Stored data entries
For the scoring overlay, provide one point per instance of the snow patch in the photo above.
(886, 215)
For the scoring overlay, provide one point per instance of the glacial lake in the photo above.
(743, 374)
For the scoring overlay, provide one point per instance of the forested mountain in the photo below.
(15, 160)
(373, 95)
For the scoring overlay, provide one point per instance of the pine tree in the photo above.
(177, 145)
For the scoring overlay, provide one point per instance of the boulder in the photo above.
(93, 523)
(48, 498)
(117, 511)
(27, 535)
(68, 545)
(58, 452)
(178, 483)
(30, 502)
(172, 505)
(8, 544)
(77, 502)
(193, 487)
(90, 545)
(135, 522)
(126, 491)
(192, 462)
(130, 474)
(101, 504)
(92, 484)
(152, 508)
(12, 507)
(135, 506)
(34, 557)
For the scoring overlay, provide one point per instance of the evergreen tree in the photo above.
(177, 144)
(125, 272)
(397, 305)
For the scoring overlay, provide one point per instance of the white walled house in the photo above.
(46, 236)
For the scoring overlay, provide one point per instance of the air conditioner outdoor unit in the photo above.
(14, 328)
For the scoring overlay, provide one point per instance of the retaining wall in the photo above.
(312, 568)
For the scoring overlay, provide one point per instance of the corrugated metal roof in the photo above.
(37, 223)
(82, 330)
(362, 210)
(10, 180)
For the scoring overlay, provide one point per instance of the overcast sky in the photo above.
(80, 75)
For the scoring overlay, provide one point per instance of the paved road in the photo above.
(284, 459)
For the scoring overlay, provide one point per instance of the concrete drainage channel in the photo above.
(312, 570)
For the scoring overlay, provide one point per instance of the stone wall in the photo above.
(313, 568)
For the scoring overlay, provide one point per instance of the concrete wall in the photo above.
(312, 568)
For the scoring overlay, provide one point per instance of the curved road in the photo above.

Work to be completed
Write out all of the records above word for word, in their original order.

Response below
For the scoring overlay, provide one point per instance of the snow patch in the photo above.
(886, 215)
For the scoring overlay, provide one point per instance of the glacial lake in the photo above.
(743, 374)
For the scoring overlay, provide one point per instance of the forested mountain in the photo below.
(15, 160)
(373, 95)
For the scoring overlay, provide one point per instance of the pine tree in the photo above.
(177, 145)
For the scoring overlay, provide one point per instance of the boulder in the photo above.
(93, 523)
(48, 498)
(117, 511)
(27, 535)
(68, 545)
(58, 452)
(178, 483)
(30, 502)
(172, 505)
(8, 544)
(77, 502)
(193, 487)
(90, 545)
(135, 522)
(126, 491)
(192, 462)
(130, 474)
(101, 504)
(92, 484)
(152, 508)
(12, 507)
(135, 506)
(34, 557)
For the scoring overlay, provide one point per instance of the evergreen tree in the photo above.
(177, 144)
(125, 272)
(397, 305)
For the scoring overlay, provide one point per instance of the white walled house in the photo above.
(46, 236)
For the scoring overlay, provide one point per instance of the air conditioner outdoor unit in the photo above.
(14, 328)
For the scoring overlay, provide one point per instance of the retaining wall in the photo above.
(312, 568)
For the scoring overlay, provide one point per instance of the corrugated metal roof in the photo above.
(37, 223)
(82, 330)
(362, 210)
(10, 180)
For the scoring overlay, provide one point per instance of the overcast sky in the photo above.
(80, 75)
For the scoring overlay, provide one point per instance of the paved road in the photo above.
(284, 459)
For the scoring overlay, provide one point per instance of the concrete drainage channel in the photo above.
(312, 570)
For the scoring overlay, provide one point per instance of the stone wall in the photo above.
(313, 568)
For the scoring overlay, provide one point per instance of the concrete wall in the photo above.
(312, 568)
For the scoring overlay, provide one point per instance of the curved road in the photo above.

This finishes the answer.